#### What to work on
- A) In the mailing list message about position(), why was the bag of state renamed from "context" to "environment"?
- B) Carry on the mailing list message about position() from its last line.

#### Document extract

○ ○ ○ ○ ○

W3C home > Mailing lists > Public > public-xml-processing-model-wg@w3.org > June 2007

Making vanilla implementation of position() DTRT (was Re: The semantics of position() -- trying to be very explicit)

From: Henry S. Thompson <ht@inf.ed.ac.uk>
Date: Thu, 07 Jun 2007 16:03:12 +0100
To: Norman Walsh <ndw@nwalsh.com>
Cc: public-xml-processing-model-wg@w3.org
Message-ID: <f5b4pljajtb.fsf_-_@hildegard.inf.ed.ac.uk>

Hash: SHA1

Norman Walsh writes:

> One thing that struck me in reading your message was that you said:
>   I find it easiest to think of this in terms of position having a
>   sort-of special slot in the environment.
> In fact, the special slot is in the XPath context and we renamed the
> bag of state that we're carring around from "context" to "environment"
> precisely so that it wouldn't introduce confusion when we had to talk
> about setting up the XPath context :-)

○ ○ ○ ○ ○

#### Pointing and labeling entries
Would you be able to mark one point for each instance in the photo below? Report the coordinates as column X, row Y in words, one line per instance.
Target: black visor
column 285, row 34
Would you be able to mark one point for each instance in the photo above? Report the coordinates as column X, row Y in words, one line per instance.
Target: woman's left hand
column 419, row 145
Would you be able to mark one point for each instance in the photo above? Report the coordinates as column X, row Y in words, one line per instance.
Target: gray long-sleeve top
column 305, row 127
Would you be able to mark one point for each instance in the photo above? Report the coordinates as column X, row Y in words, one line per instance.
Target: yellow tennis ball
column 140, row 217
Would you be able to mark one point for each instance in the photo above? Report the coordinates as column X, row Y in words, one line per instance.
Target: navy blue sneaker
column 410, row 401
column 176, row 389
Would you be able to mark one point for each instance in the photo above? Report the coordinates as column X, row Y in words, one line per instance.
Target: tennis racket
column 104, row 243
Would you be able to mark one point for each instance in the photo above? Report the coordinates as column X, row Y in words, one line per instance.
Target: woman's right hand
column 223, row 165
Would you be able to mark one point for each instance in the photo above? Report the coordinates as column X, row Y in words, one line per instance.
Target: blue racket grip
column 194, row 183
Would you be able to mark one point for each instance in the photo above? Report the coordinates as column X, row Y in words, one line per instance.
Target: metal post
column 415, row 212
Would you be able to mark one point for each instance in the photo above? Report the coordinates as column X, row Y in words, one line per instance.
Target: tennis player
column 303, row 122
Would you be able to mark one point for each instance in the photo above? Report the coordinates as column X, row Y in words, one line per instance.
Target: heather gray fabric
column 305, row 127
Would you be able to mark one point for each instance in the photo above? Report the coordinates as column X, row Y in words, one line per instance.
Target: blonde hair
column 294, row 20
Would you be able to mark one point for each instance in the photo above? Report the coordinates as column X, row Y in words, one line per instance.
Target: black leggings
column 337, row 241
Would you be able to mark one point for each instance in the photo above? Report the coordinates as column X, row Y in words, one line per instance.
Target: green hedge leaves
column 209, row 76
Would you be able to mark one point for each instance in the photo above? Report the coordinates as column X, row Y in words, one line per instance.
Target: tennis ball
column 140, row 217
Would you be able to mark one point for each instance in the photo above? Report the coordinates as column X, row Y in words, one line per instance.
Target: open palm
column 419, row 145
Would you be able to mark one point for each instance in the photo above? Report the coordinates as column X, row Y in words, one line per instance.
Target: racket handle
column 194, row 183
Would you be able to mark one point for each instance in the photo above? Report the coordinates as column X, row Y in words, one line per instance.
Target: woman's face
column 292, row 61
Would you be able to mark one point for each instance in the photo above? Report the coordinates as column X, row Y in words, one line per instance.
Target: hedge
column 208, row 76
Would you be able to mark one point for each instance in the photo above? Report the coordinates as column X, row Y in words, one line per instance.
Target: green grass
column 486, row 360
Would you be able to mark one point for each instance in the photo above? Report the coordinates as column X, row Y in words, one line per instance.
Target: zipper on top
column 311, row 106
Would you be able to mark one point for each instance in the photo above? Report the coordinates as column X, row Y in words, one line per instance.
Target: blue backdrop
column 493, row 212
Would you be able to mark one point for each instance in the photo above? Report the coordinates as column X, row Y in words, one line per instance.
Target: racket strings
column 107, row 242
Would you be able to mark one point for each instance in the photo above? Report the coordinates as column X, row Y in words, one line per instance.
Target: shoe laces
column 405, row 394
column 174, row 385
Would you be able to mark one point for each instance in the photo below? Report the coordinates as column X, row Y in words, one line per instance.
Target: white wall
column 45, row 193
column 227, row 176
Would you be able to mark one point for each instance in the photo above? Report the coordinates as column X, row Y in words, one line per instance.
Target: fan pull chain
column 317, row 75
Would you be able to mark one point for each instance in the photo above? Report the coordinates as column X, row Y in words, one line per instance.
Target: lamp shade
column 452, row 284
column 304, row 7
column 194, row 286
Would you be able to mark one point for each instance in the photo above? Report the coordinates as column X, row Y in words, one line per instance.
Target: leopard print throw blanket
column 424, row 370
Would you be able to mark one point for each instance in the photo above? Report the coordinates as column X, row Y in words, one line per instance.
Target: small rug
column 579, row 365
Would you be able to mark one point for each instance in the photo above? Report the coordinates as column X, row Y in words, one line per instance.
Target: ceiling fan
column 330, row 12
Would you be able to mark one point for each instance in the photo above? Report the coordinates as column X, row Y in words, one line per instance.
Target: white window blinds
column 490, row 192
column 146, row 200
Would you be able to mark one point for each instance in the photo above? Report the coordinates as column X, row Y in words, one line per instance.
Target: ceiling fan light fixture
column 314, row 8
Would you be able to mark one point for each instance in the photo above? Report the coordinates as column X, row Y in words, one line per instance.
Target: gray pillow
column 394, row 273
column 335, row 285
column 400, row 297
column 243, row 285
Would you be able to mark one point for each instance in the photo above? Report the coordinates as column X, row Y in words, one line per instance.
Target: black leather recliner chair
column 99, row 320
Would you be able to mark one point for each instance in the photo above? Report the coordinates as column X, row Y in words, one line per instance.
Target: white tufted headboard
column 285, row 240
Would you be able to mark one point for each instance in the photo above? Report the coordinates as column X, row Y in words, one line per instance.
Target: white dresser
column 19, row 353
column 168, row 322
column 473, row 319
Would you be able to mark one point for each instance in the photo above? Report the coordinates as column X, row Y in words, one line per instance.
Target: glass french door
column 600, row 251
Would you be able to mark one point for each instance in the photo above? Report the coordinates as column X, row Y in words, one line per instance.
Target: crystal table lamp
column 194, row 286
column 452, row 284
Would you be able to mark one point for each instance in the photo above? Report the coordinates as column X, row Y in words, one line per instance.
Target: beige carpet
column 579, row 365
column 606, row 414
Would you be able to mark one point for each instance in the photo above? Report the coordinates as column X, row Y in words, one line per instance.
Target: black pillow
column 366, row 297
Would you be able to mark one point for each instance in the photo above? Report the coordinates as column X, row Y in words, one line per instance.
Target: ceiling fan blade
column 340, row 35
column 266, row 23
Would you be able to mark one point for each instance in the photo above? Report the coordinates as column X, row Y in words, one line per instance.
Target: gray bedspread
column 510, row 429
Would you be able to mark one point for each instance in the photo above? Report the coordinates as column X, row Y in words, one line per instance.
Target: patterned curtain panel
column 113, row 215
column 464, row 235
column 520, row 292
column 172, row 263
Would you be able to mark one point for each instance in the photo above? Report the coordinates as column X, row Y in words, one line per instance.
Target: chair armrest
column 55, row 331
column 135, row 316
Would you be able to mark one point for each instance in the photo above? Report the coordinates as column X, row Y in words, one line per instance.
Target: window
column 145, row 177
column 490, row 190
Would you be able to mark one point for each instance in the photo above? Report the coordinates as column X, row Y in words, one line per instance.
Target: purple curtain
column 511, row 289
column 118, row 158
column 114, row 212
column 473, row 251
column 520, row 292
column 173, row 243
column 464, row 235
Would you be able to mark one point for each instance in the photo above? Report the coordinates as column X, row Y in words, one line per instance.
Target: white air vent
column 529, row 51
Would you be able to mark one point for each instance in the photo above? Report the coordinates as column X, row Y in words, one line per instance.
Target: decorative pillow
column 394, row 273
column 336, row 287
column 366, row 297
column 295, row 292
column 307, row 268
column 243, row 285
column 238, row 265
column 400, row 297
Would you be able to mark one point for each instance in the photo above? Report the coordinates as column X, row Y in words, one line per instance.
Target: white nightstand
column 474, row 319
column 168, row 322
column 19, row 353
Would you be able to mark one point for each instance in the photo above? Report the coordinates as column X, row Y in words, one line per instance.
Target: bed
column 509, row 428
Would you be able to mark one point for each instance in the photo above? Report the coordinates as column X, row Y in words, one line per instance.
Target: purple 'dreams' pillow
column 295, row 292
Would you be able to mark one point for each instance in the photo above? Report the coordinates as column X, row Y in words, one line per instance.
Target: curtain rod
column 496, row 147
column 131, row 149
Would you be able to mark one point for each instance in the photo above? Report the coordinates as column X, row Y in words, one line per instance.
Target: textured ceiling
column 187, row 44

○ ○ ○ ○ ○

#### Expected results
- A) The rename was meant to avoid confusion when they had to talk about setting up the XPath context.

- B)
Well, I guess what I'm saying is that we need to consider the XPath
context, that is, {context node, context position, context size} as
intimately connected with the environment (since it's from the
environment that provides variable bindings).  So what's really
required for our account of position to work is

  R1') Components which evaluate XPath expressions MUST

       a) For each XPath they evaluate with respect to a document,
          identify the input port with respect to which they evaluate

       b) Provide the following as the XPath context:
           Context node: the document
           Context position: the position of the document within the
           input sequence (always 1 for ports which don't accept
           Context size: 1 for ports which don't accept sequences, TBD
           for ports which do
           Variable bindings: (at least) the in-scope options from
           their environment

This is simple to explain, to implement and to use (although it won't
be used much, I predict).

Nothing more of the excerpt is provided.